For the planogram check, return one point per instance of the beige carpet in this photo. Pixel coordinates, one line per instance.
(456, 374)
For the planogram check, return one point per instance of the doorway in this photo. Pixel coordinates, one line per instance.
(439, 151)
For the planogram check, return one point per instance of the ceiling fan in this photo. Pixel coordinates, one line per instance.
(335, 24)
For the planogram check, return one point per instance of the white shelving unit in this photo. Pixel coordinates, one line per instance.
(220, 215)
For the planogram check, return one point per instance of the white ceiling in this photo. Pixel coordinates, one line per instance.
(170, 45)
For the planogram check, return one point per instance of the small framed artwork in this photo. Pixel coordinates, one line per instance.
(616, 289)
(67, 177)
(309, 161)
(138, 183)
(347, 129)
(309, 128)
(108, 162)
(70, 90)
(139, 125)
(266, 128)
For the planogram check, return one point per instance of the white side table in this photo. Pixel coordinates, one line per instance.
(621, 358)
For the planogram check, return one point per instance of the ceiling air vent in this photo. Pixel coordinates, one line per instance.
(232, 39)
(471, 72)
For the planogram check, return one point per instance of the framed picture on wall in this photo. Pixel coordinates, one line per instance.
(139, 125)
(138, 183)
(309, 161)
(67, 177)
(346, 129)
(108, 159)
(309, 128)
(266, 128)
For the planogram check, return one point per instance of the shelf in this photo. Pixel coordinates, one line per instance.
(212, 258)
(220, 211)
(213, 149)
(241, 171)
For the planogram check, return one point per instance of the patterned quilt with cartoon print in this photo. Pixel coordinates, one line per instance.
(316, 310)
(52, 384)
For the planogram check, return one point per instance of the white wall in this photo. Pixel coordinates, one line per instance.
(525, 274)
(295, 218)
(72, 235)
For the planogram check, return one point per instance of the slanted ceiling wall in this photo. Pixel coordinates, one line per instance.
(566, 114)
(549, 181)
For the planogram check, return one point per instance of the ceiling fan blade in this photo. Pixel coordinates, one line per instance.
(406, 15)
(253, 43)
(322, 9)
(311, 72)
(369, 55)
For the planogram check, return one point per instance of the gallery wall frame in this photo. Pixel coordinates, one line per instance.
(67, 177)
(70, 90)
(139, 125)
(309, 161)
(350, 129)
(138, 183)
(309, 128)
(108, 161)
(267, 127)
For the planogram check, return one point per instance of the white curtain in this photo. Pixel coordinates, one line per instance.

****************************************

- **Your instructions**:
Rewrite all of the material above with "planogram check" replaced by "shelf audit" at each occurrence. Leave every other word unchanged.

- **Complete response**:
For the shelf audit, return one point per instance of the beige carpet in this photo. Pixel coordinates, one line per instance.
(456, 374)
For the shelf audit, return one point per instance of the doorway in this photo. Pixel coordinates, one line per instance.
(439, 151)
For the shelf audit, return one point per instance of the ceiling fan in this photo. Pixel coordinates, one line per instance.
(335, 24)
For the shelf audit, return one point per instance of the white shelving unit in this photo. Pixel coordinates, one line per instance.
(220, 215)
For the shelf audit, return one point per instance of the white ceiling in this photo. Pixel coordinates, one line per instance.
(170, 45)
For the shelf audit, return one point per instance of the small framed artwork in this photo. Pixel coordinates, one line per instance.
(616, 289)
(67, 177)
(309, 161)
(138, 183)
(347, 129)
(309, 128)
(108, 162)
(70, 90)
(139, 125)
(266, 128)
For the shelf audit, return one point per instance of the white side table in this photo. Pixel coordinates, one line per instance.
(621, 358)
For the shelf audit, return one point per instance of the ceiling air vent in this photo. Pixel coordinates, one line per instance.
(232, 39)
(471, 72)
For the shelf audit, return one point per instance of the framed picture on wall in this photo. Pixel coordinates, one line per instance.
(139, 125)
(138, 183)
(309, 161)
(67, 177)
(346, 129)
(108, 159)
(309, 128)
(266, 128)
For the shelf audit, return one point per instance of the shelf in this photo. Pixel coordinates, one line per instance.
(212, 258)
(220, 211)
(213, 149)
(241, 171)
For the shelf audit, return one point per instance of the patterned quilt with cartoon print in this photo. Pixel coordinates, one line per instance.
(316, 310)
(52, 384)
For the shelf audit, return one point per instance of the white wall in this photo. Pixel coordinates, one line per instance.
(525, 274)
(295, 218)
(72, 235)
For the shelf audit, return one point per instance of the slanted ceiling wall in this photo. Pixel coordinates, one line per instance.
(566, 114)
(549, 181)
For the shelf audit, return one point per instance of the ceiling fan blade in this photo. Pixel coordinates, one line per instance.
(406, 15)
(253, 43)
(322, 9)
(311, 72)
(369, 55)
For the shelf audit, return one point per instance of the gallery wall frame in this photo. Pixel coordinates, one line per instance.
(67, 177)
(70, 90)
(139, 125)
(309, 161)
(350, 129)
(138, 183)
(309, 128)
(108, 161)
(267, 127)
For the shelf audit, return one point per instance of the white curtain in this photo. Pixel coordinates, one line per instance.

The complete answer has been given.